DIRECTIONS:
Print the stretch of the passage on diversity in presidential Cabinets from "In 1992, Bill" through "security/foreign policy team.", word for word.

READING PASSAGE:
--------

Oh to be the first!!
Since everyone else seems to be having a go….. I would think one of the most underrepresented groups in US administrations is… the Native American. Any talented Native Americans out there?
In 1992, Bill Clinton famously promised to appoint a Cabinet that “looks like America.” He followed through, tapping women and minorities for high-ranking positions and overseeing an administration more diverse than any that had come before it. President Bush continued this tradition, appointing two African-Americans to his national security/foreign policy team.
But now all this progress seems to pale in comparison to the history made Nov. 4, with this “first” being less groundbreaking than plate-shifting. To borrow the oft-used sports analogy, after years of seeing Jackie Robinsons take the field in different professions, the American people finally put one in the owner’s box.
But now that we have a black Branch Rickey in Barack Obama, what does that mean for the rest of the team? Put in political terms, does our first African-American president, elected with a rainbow coalition, have more of an imperative to appoint an administration that includes minorities in high-ranking positions?
Not really, is the answer supplied by a group of prominent African-Americans. Having a team of varied faces is preferable and in keeping with Obama’s pledge to represent all Americans — but these veteran black politicians and public officials say the president-elect should tap into the best talent available without taking a head-counting approach, in which slots are determined by demographics and symbolism trumps substance.
To some degree, Obama’s election is so historic that he is post-racial when it comes to choosing those who will work most closely with him.
“He will assemble a Cabinet that I think reflects a modern-day array of talent,” said Rep. Artur Davis, the Alabama Democrat who endorsed Obama early in the primary. “I don’t think he has any special obligation to play the quota game to have so many blacks and so many whites.”

--------

DATASET EXCERPTS:
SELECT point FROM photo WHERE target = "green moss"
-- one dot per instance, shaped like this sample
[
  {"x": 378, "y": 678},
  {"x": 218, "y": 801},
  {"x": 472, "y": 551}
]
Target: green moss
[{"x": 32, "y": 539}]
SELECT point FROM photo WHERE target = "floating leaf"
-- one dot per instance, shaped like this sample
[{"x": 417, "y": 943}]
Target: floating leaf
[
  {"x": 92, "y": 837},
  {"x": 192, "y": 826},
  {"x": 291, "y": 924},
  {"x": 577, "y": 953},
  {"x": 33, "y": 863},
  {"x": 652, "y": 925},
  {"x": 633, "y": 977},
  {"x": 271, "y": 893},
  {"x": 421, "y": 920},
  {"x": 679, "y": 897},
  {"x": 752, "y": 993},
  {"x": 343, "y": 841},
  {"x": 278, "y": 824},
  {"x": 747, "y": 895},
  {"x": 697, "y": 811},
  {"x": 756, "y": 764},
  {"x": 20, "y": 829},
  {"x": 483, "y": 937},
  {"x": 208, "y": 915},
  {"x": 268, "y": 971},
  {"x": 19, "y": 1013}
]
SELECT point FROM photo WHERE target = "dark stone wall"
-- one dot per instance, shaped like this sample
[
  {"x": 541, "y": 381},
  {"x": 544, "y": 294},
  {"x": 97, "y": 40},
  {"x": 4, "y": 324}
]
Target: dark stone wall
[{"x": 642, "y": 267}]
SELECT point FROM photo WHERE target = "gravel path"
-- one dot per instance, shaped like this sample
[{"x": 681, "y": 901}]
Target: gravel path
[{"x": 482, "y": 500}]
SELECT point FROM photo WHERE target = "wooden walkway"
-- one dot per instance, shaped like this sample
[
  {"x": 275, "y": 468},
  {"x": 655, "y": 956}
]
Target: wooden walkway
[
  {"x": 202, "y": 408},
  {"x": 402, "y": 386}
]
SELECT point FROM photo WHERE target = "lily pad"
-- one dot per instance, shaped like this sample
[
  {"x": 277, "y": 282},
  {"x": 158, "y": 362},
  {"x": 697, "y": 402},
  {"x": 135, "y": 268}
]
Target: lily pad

--------

SOLUTION FOR THIS TASK:
In 1992, Bill Clinton famously promised to appoint a Cabinet that “looks like America.” He followed through, tapping women and minorities for high-ranking positions and overseeing an administration more diverse than any that had come before it. President Bush continued this tradition, appointing two African-Americans to his national security/foreign policy team.